━━━ EXTRAIT
"(...) il reste que l’homme a une tendance innée aux créations imaginaires, à se sortir de sa condition naturelle, à se délivrer de ses instincts animaux. Il se veut grandir et c’est par cela que se fait le progrès moral des sociétés. Il imagine des hypothèses et c’est par elles qu’il est entraîné à découvrir. Cultivée sur ce plan, l’imagination est féconde. Le mal, c’est que trop souvent elle se satisfasse de soi et substitue le rêve à la pensée, la béatitude à l’action.
Par cette substitution, l’homme perd la faculté de raisonner juste, donc d’apprendre à se conduire seul ; il retombe aux chaînes des rites, parce que son jugement se satisfait des approximations d’une logique abstraite. Or si la logique est un instrument parfait de raisonnement, c’est à condition qu’elle parte de postulats vérifiés. Elle n’est pas par elle-même un critère d’exactitude. On raisonne avec une égale logique sur le vrai et. sur le faux. Un jugement n’est valable que si le postulat du raisonnement est vérifié, et il ne l’est que par sa coïncidence avec les faits observables…
En résumé, l’homme a conquis des avantages matériels sous l’empire de la nécessité. Il y a acquis un élargissement de la pensée objective, mais il n’a pas discipliné sa nécessaire imagination à ce qui est du domaine de ses facultés, c’est-à-dire à l’exploration et à l’appréhension du réel.
━━━━━━
━━━ MATÉRIEL SOURCE
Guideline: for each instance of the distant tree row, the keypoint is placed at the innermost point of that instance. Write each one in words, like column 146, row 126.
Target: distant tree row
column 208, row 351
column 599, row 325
━━━━━━
§ **CONSIGNE**
Reproduisez à l'identique le passage de l'extrait sur l'imagination qui commence à « Par cette substitution, l’homme » et se termine à « l’appréhension du réel. ».

§ **CORRIGÉ**
Par cette substitution, l’homme perd la faculté de raisonner juste, donc d’apprendre à se conduire seul ; il retombe aux chaînes des rites, parce que son jugement se satisfait des approximations d’une logique abstraite. Or si la logique est un instrument parfait de raisonnement, c’est à condition qu’elle parte de postulats vérifiés. Elle n’est pas par elle-même un critère d’exactitude. On raisonne avec une égale logique sur le vrai et. sur le faux. Un jugement n’est valable que si le postulat du raisonnement est vérifié, et il ne l’est que par sa coïncidence avec les faits observables…
En résumé, l’homme a conquis des avantages matériels sous l’empire de la nécessité. Il y a acquis un élargissement de la pensée objective, mais il n’a pas discipliné sa nécessaire imagination à ce qui est du domaine de ses facultés, c’est-à-dire à l’exploration et à l’appréhension du réel.